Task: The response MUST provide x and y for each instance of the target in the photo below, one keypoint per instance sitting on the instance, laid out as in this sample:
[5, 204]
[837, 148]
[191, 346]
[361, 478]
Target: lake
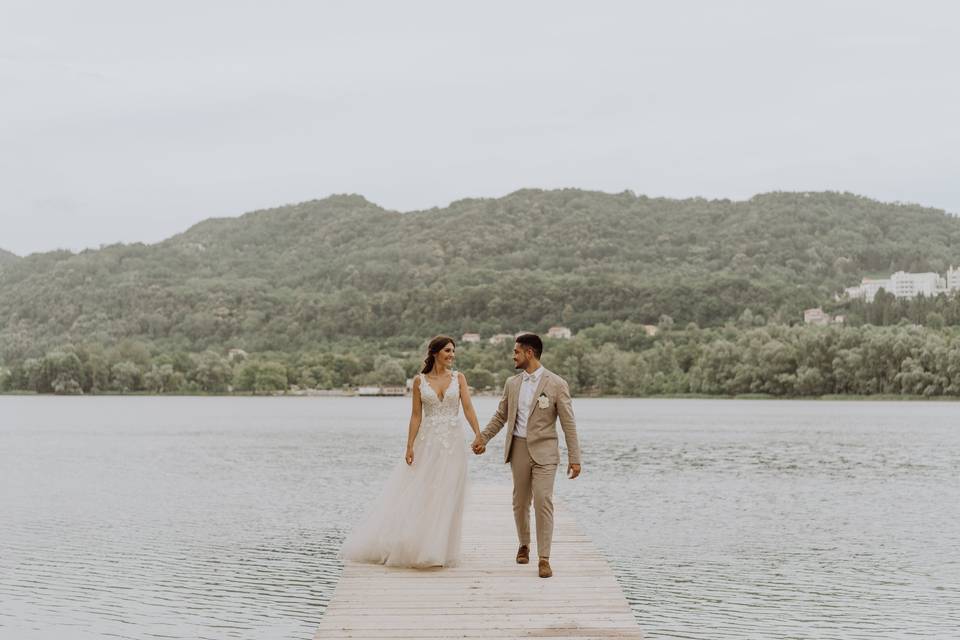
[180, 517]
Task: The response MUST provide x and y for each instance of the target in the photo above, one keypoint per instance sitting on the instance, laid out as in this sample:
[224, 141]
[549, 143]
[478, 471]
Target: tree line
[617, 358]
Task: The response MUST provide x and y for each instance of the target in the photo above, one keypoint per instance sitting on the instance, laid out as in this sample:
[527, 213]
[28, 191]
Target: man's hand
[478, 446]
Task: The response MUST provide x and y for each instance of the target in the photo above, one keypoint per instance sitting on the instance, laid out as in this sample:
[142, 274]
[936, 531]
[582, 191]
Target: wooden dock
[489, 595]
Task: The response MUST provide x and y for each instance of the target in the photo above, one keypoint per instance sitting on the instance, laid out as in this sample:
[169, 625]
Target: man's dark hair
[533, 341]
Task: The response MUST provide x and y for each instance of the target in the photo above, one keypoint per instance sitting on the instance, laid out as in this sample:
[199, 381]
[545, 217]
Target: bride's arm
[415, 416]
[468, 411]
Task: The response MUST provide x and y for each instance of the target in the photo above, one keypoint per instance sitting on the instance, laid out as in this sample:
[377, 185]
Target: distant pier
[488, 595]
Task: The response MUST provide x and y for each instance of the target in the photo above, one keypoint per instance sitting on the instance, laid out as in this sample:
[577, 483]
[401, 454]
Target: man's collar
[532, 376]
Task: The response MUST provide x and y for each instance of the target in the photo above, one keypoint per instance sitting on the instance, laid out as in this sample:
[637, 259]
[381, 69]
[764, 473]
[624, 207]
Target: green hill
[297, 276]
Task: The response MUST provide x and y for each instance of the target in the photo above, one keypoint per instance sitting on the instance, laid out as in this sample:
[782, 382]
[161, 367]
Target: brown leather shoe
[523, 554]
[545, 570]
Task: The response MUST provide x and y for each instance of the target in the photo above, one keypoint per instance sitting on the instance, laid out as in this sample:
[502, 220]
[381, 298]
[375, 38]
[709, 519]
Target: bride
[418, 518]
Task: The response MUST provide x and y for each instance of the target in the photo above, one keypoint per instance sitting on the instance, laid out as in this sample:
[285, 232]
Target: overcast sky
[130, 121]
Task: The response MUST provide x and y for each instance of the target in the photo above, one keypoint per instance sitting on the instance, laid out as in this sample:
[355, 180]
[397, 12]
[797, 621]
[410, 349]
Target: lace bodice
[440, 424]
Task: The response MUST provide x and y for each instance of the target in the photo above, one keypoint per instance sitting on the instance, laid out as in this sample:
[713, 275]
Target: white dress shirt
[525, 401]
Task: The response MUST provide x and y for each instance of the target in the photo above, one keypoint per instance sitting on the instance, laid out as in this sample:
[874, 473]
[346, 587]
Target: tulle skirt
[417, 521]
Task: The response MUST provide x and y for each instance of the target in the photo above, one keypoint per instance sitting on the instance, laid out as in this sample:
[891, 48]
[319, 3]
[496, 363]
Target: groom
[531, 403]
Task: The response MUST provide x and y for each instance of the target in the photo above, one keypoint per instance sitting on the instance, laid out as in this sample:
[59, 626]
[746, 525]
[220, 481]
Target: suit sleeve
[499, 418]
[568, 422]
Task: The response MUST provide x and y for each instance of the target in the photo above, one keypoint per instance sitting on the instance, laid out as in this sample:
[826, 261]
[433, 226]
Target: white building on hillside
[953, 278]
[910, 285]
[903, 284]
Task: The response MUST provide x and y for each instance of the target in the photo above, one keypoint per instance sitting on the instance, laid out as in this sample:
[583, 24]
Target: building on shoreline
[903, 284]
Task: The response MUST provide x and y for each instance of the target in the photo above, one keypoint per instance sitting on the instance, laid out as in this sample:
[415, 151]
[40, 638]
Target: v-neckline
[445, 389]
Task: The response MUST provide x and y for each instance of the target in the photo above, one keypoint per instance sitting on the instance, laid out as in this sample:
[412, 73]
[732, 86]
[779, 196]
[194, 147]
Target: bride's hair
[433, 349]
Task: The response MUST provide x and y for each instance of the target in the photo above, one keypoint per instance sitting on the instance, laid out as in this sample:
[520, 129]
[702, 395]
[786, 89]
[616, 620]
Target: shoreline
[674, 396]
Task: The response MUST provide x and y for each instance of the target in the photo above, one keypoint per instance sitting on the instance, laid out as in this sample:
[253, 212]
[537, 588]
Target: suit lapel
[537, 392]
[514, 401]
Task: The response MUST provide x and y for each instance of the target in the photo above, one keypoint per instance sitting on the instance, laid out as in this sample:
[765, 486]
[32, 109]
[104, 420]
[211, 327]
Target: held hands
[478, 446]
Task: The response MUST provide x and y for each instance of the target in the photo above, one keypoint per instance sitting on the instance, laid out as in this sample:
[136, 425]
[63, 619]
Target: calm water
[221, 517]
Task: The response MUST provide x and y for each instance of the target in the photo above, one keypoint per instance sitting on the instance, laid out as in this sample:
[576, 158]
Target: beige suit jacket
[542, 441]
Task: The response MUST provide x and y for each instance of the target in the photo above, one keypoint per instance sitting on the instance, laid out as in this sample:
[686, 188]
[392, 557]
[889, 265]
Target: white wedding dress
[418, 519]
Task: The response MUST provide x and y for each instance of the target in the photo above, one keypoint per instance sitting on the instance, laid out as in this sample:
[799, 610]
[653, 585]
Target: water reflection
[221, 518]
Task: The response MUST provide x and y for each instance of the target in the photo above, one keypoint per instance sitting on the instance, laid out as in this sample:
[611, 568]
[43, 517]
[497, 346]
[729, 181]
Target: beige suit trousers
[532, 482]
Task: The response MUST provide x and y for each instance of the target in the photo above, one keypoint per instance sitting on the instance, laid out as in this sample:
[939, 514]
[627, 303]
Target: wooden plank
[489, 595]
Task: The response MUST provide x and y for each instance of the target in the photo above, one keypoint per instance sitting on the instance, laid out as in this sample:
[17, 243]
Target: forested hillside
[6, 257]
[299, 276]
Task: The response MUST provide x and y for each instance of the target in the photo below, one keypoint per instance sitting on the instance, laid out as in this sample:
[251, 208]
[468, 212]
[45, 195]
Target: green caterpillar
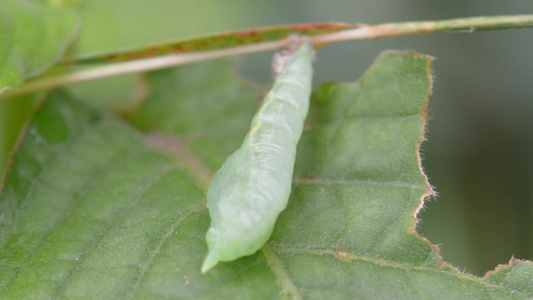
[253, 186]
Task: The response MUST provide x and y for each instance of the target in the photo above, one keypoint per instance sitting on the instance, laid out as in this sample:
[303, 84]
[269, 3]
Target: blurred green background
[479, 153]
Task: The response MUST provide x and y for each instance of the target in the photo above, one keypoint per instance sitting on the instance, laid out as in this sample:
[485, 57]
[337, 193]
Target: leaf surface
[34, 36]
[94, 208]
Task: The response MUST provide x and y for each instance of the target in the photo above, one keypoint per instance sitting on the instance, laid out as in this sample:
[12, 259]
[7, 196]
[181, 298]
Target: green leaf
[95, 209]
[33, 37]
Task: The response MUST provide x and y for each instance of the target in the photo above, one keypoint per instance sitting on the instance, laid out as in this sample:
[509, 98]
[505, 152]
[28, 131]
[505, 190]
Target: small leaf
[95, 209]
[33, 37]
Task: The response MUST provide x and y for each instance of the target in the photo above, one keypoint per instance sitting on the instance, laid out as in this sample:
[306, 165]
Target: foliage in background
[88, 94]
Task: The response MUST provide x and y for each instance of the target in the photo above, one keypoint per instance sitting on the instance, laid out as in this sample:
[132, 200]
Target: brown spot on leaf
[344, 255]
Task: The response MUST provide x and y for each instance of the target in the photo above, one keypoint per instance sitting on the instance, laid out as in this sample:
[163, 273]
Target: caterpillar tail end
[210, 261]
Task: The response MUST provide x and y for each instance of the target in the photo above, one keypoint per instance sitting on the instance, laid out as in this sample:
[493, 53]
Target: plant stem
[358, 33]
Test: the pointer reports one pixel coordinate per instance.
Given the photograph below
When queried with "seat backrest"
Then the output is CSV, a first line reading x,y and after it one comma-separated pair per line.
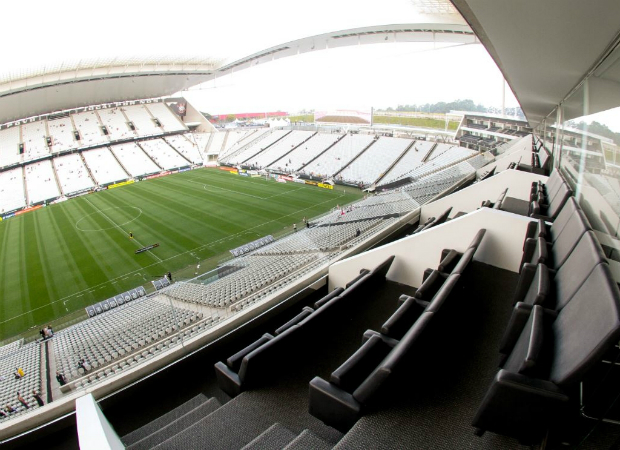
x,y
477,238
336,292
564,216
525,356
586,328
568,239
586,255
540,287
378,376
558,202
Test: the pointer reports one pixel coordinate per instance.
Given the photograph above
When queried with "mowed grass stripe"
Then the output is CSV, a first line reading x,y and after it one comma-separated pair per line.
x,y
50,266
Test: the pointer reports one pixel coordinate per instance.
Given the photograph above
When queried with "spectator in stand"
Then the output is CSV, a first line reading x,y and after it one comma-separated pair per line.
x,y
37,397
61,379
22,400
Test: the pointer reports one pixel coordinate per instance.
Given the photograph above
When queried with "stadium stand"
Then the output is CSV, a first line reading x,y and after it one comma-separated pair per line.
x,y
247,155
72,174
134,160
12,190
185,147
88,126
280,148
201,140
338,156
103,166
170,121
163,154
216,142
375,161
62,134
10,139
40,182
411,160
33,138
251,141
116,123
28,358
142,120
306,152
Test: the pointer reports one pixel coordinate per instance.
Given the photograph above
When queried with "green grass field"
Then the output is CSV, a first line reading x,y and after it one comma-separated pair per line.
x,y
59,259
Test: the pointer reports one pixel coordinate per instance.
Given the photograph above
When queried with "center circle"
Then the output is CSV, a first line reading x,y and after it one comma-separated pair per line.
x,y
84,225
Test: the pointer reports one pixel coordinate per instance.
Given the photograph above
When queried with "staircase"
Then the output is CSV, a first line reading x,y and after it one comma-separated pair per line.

# # # #

### Work to complete:
The word "grass" appears in some lines of the data. Copy every one of those lines.

### Exercise response:
When queried with "mowed grass stripe"
When queried with "green grass field"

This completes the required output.